(Stored dataset items)
╔══

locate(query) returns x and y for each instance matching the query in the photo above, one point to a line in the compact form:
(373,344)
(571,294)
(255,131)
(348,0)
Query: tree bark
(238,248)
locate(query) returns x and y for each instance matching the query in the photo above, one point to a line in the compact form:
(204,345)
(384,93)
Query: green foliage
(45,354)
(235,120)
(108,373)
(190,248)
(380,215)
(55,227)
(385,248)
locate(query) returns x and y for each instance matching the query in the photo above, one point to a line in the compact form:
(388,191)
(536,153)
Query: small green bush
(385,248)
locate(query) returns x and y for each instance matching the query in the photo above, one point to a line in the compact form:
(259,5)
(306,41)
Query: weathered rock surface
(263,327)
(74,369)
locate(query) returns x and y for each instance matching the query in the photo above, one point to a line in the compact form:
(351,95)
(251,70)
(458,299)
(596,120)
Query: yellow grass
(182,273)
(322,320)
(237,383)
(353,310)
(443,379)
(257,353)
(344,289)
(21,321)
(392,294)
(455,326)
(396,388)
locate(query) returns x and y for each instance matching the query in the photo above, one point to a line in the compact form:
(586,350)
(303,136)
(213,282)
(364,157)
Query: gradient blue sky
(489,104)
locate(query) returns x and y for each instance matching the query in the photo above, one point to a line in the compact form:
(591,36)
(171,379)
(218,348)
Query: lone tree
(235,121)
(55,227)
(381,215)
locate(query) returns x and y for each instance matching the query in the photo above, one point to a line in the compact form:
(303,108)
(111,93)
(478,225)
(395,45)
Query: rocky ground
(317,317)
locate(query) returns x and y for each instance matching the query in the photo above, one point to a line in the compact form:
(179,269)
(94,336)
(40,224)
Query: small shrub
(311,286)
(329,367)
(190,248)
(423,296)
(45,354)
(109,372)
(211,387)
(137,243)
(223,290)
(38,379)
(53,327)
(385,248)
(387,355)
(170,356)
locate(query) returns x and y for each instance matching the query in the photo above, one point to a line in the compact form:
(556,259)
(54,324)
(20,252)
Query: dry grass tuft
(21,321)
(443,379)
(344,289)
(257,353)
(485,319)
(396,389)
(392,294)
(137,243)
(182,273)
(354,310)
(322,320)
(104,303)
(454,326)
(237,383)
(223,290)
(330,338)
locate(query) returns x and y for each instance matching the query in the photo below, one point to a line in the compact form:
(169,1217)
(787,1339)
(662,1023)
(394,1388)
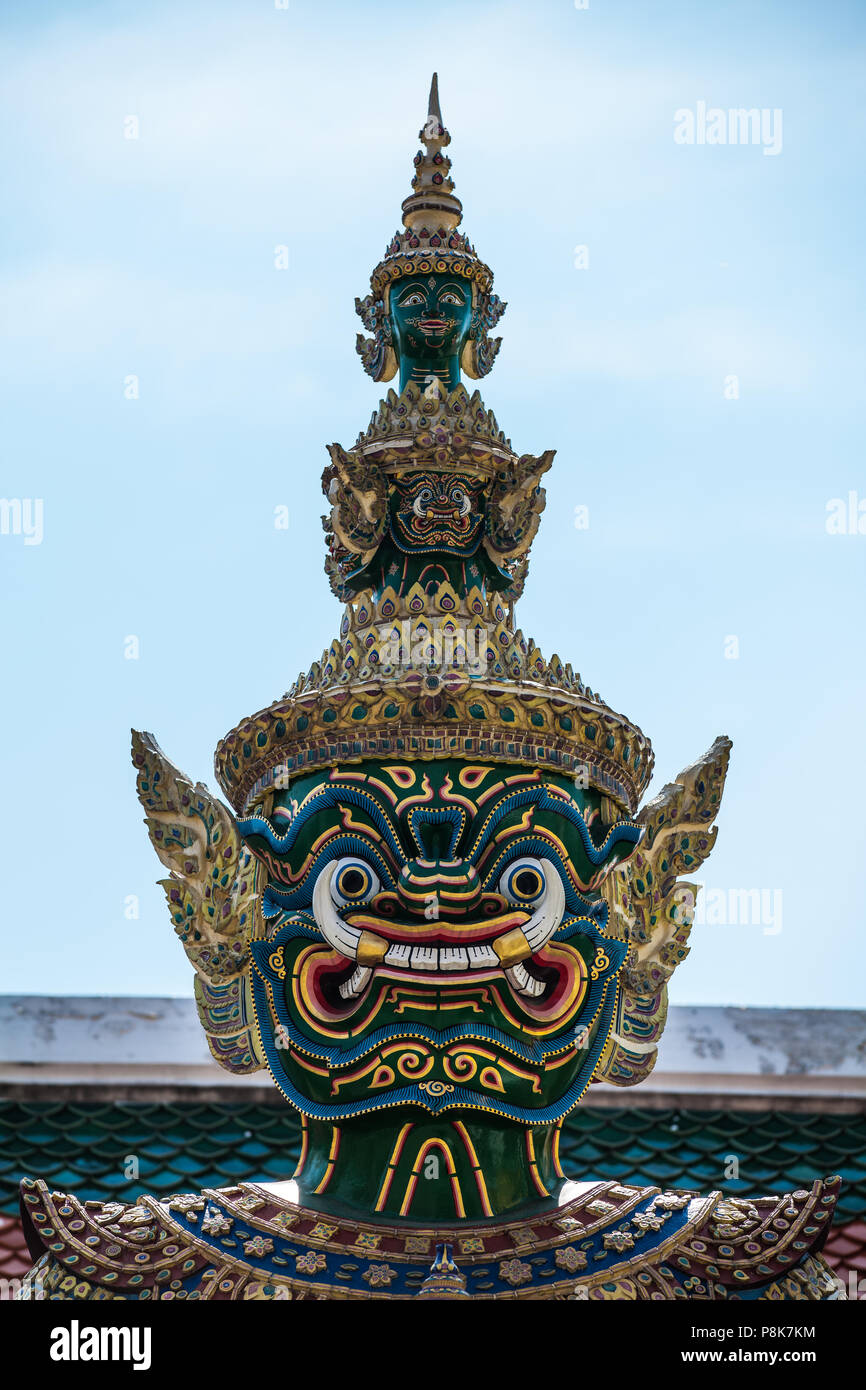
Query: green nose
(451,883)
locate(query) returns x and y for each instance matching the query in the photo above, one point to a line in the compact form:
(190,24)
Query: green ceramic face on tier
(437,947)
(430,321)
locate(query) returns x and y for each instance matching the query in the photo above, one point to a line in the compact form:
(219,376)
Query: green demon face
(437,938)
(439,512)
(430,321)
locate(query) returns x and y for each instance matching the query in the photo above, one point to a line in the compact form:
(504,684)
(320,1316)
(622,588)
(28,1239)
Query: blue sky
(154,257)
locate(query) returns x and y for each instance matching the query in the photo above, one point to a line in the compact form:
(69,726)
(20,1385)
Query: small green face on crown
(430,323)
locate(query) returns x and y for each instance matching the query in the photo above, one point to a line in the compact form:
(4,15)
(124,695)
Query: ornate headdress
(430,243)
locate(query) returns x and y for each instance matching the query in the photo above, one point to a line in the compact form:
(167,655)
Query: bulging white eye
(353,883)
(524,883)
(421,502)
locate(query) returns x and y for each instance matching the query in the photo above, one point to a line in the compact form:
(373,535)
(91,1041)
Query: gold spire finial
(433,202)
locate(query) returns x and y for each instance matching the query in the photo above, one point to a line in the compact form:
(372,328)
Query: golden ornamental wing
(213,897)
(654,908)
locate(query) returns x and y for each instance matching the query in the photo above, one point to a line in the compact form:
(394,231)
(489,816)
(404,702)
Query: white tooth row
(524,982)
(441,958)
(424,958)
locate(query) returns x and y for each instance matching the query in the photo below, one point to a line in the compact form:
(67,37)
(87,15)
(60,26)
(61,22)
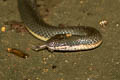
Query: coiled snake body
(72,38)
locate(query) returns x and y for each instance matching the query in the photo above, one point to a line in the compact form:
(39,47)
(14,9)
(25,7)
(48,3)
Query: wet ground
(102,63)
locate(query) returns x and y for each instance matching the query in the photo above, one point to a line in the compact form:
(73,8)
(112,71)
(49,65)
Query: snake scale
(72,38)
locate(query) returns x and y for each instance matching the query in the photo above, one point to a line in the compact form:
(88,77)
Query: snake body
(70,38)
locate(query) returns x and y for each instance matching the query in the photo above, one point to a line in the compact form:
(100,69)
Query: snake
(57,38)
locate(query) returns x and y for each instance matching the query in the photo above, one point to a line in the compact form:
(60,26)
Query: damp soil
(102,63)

╚══

__Task objective__: Having removed the pictures, write out the records exactly as they stand.

__Written reply__:
locate(query) returns x and y for each instance matching the query in the photo above, one point to a line in the compact form:
(373,344)
(571,294)
(255,131)
(348,0)
Query: tree bark
(238,248)
locate(query) returns x and y for each instance matching the query in the photo above, one point to a line in the compact form:
(204,345)
(384,93)
Query: green foliage
(45,354)
(235,120)
(108,373)
(190,248)
(380,215)
(55,227)
(385,248)
locate(query) returns x and y for each instance matching the query in the photo above, one point to a line in the compact form:
(388,191)
(536,153)
Query: small green bush
(385,248)
locate(query) returns x and y for each instance matching the query in the photo above, one point to a line in the compact form:
(259,5)
(306,41)
Query: weathered rock surface
(263,327)
(74,369)
locate(query) returns x and y for each instance matching the query in the photo above, one point to a line in the compact form:
(351,95)
(251,70)
(458,299)
(596,120)
Query: yellow grass
(182,273)
(322,320)
(237,383)
(353,310)
(443,379)
(257,353)
(344,289)
(21,321)
(392,294)
(455,326)
(396,388)
locate(query) returns x and y for each instance matching the query in the photo above, one point to a line in the compact form:
(586,350)
(303,136)
(213,282)
(364,157)
Query: gradient blue sky
(489,104)
locate(query) returns x and y for each instance matching the query in the photo above, one point to a line in the compact form:
(591,36)
(171,379)
(218,348)
Query: lone tree
(235,121)
(55,227)
(381,215)
locate(query) returns x and y for each instance matching the query in the photo above, one point to a line in the compact form:
(303,108)
(111,93)
(478,225)
(395,45)
Query: rocky ground
(317,317)
locate(query) returns x and y for each instance matching the query in the photo above, one point to a line in the compact form:
(179,269)
(94,336)
(40,224)
Query: small shrub
(311,286)
(329,367)
(190,248)
(423,296)
(45,354)
(109,372)
(211,387)
(137,243)
(223,290)
(38,379)
(53,327)
(385,248)
(387,355)
(170,356)
locate(query) returns x and y for each instance matching the query in the photo above, one point to a line in the compact form:
(556,259)
(54,324)
(20,252)
Query: dry grass tuft
(21,321)
(443,379)
(344,289)
(257,353)
(485,319)
(396,389)
(392,294)
(137,243)
(182,273)
(354,310)
(322,320)
(104,303)
(454,326)
(237,383)
(223,290)
(330,338)
locate(query) returns x and y for each instance matching the query in the photo below, one point to a line in the compact form:
(169,1217)
(787,1339)
(662,1023)
(394,1388)
Query: green nose
(451,883)
locate(query) returns x and y for each instance matching the query in the photo above, one point to a line in the compact form:
(190,24)
Query: green ceramic face on tier
(437,947)
(430,321)
locate(query) returns x and y for each instance matching the query in the photo above, one point to a line in the compact form:
(219,376)
Query: green demon face
(437,938)
(439,512)
(430,321)
locate(query) returns x and y for each instance matching the query in the photo above, one point to a line in the compact form:
(504,684)
(320,1316)
(622,588)
(28,1239)
Query: blue sky
(154,257)
locate(query) returns x and y for each instance matching the query in the photo above, one point to a line in the compact form:
(69,726)
(20,1385)
Query: small green face on crown
(430,323)
locate(query) returns x and y for each instance matching the query in the photo above, one point to a line in the compact form:
(4,15)
(124,695)
Query: ornate headdress
(430,243)
locate(query) returns x and y for each instance matching the query in the photo above, one point to a line in the compact form:
(167,655)
Query: bulging white eye
(353,883)
(524,883)
(421,502)
locate(query) returns x and y for each instance matching the query in the photo above, one point to a line in the compact form:
(373,535)
(91,1041)
Query: gold spire finial
(433,202)
locate(query) returns x and y for each instance matching the query in the photo above, one point to a line in the compact form:
(372,328)
Query: golden ornamental wing
(213,897)
(654,908)
locate(query) returns x and y for each instance matching the query in the photo above, one point to a line in the compact form:
(394,231)
(489,816)
(404,702)
Query: white tooth row
(524,982)
(441,958)
(424,958)
locate(query) returns x and y for each instance matching the query in the photo below, one point to a line in the compact form:
(67,37)
(87,15)
(60,26)
(61,22)
Query: coiled snake body
(72,38)
locate(query) returns x and y for each instance matching the query in the photo above, one point to a line in the compact form:
(39,47)
(14,9)
(25,7)
(48,3)
Query: wet ground
(102,63)
locate(query) returns x and y for each instance matching the query in the photo above, one point to a line in the compact form:
(73,8)
(112,71)
(49,65)
Query: snake scale
(72,38)
locate(query) returns x and y for each instance matching the query in the photo above, one point to a line in the compact form:
(88,77)
Query: snake body
(70,38)
locate(query) returns x and y for each instance matching the query in the photo above, one point to a line in the compact form:
(100,69)
Query: snake
(57,38)
locate(query) returns x and y for each instance matching the query in the photo above, one point to a line in the compact form:
(60,26)
Query: damp soil
(102,63)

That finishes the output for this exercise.